Matériel fourni:
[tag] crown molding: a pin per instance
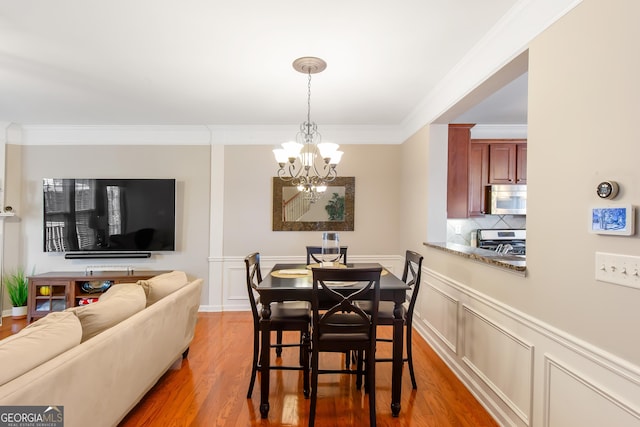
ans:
(507, 40)
(499, 132)
(197, 135)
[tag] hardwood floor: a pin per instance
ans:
(209, 388)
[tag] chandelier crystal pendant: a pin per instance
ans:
(308, 163)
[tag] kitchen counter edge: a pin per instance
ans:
(481, 255)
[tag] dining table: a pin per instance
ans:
(283, 284)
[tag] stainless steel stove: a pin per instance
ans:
(506, 241)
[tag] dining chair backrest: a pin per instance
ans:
(254, 276)
(411, 275)
(314, 252)
(330, 304)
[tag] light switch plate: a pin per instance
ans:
(618, 269)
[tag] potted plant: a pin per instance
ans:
(17, 286)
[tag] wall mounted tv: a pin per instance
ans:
(105, 218)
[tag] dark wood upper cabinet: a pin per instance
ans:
(457, 170)
(502, 164)
(475, 164)
(478, 178)
(521, 163)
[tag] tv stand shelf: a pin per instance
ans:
(58, 290)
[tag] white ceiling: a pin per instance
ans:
(145, 62)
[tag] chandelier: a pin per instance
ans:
(308, 163)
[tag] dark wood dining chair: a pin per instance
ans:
(411, 275)
(339, 325)
(285, 316)
(314, 252)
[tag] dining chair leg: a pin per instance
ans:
(254, 364)
(370, 380)
(314, 388)
(360, 370)
(410, 357)
(304, 353)
(278, 343)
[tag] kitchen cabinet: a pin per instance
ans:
(475, 164)
(457, 171)
(478, 178)
(521, 163)
(507, 162)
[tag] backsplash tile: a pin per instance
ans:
(469, 225)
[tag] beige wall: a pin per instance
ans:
(189, 165)
(583, 101)
(248, 203)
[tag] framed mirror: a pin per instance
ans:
(332, 210)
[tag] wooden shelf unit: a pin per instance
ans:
(59, 290)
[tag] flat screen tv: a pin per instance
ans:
(109, 215)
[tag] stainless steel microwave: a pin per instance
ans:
(508, 200)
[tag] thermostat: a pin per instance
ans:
(607, 190)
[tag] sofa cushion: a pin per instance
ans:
(115, 305)
(37, 343)
(162, 285)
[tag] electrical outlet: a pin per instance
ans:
(618, 269)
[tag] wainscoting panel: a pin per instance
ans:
(502, 360)
(503, 356)
(440, 314)
(574, 400)
(235, 287)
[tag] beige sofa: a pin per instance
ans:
(98, 361)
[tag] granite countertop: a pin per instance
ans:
(511, 262)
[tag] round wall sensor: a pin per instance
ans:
(607, 189)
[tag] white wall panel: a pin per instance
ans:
(441, 315)
(501, 359)
(574, 400)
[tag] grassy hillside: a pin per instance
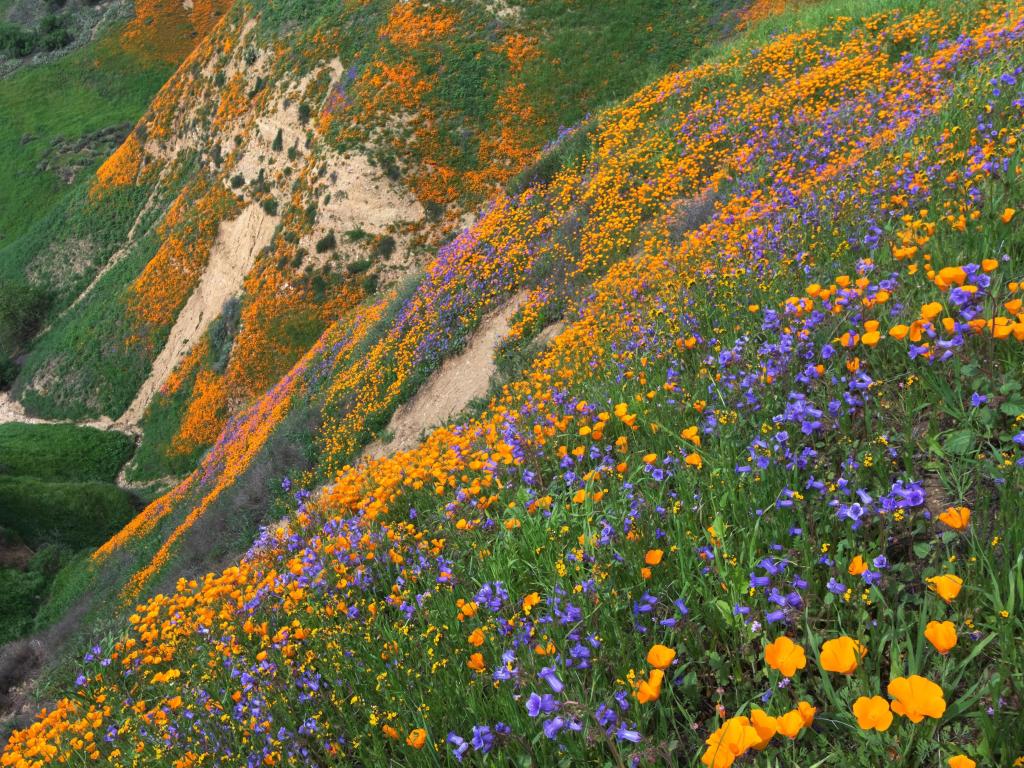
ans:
(62, 452)
(761, 493)
(62, 118)
(448, 102)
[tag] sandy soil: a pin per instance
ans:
(232, 255)
(12, 411)
(446, 392)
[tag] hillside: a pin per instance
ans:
(690, 433)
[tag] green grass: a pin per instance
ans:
(92, 88)
(74, 514)
(62, 452)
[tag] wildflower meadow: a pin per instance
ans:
(758, 501)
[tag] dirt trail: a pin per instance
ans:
(12, 411)
(446, 392)
(230, 258)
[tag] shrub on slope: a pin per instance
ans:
(62, 452)
(721, 513)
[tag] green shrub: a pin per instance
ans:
(23, 311)
(62, 452)
(327, 243)
(384, 247)
(75, 514)
(360, 265)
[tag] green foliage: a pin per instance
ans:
(53, 33)
(359, 265)
(327, 243)
(94, 87)
(567, 152)
(62, 452)
(384, 247)
(222, 332)
(75, 514)
(23, 311)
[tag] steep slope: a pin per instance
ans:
(774, 451)
(371, 130)
(65, 113)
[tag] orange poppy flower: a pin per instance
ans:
(956, 517)
(417, 738)
(785, 655)
(529, 602)
(946, 586)
(791, 724)
(872, 714)
(842, 654)
(732, 739)
(660, 656)
(765, 725)
(942, 635)
(650, 689)
(916, 697)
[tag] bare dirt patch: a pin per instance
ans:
(232, 255)
(460, 379)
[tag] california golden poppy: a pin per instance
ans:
(915, 697)
(734, 737)
(660, 656)
(842, 654)
(956, 517)
(946, 586)
(765, 725)
(785, 655)
(417, 738)
(872, 714)
(942, 635)
(650, 689)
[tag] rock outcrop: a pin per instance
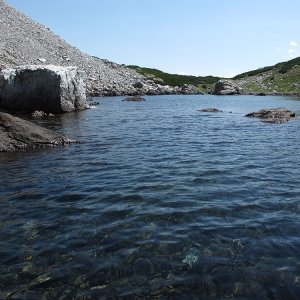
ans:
(210, 110)
(226, 87)
(134, 99)
(273, 115)
(18, 134)
(26, 42)
(49, 88)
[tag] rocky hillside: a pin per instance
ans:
(280, 79)
(23, 41)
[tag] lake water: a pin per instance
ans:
(159, 201)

Consigne: Pouvez-vous mettre à jour la partie du matériel qui va de la ligne contenant « [tag] green grass: a pin per instance » jusqu'à la fin, les deux bornes comprises, en remplaçant « shrub » par « bush » sans rien modifier d'autre ? N'incluez pas les images dans votre réponse.

Réponse:
[tag] green grass: a pin per instance
ans:
(92, 88)
(74, 514)
(62, 452)
[tag] wildflower meadow: a pin per instance
ans:
(758, 501)
[tag] dirt trail: a pin per instance
ans:
(12, 411)
(446, 392)
(230, 258)
[tag] bush on slope: a pin per instance
ans:
(62, 452)
(721, 513)
[tag] green bush: a pin per instance
ans:
(23, 311)
(62, 452)
(327, 243)
(384, 247)
(75, 514)
(360, 265)
[tag] green foliage: a pin per instance
ans:
(53, 33)
(359, 265)
(327, 243)
(94, 87)
(567, 152)
(62, 452)
(384, 247)
(222, 332)
(75, 514)
(23, 311)
[tag] steep slope: a pin per instance
ans:
(774, 451)
(371, 130)
(65, 113)
[tag] orange poppy flower: a pin per instance
ans:
(956, 517)
(417, 738)
(785, 655)
(529, 602)
(946, 586)
(791, 724)
(872, 714)
(842, 654)
(732, 739)
(660, 656)
(765, 725)
(942, 635)
(650, 689)
(916, 697)
[tag] bare dirt patch: a pin per instance
ans:
(232, 255)
(460, 379)
[tag] california golden poppy: a pin per instance
ans:
(915, 697)
(734, 737)
(660, 656)
(842, 654)
(956, 517)
(946, 586)
(765, 725)
(785, 655)
(417, 738)
(872, 714)
(942, 635)
(650, 689)
[tag] rock outcrop: a pin per instance
ans:
(210, 110)
(226, 87)
(134, 99)
(273, 115)
(18, 134)
(26, 42)
(49, 88)
[tag] rocky hillside: a pin per instance
ans:
(280, 79)
(23, 41)
[tag] lake water: a pin per instance
ans:
(159, 201)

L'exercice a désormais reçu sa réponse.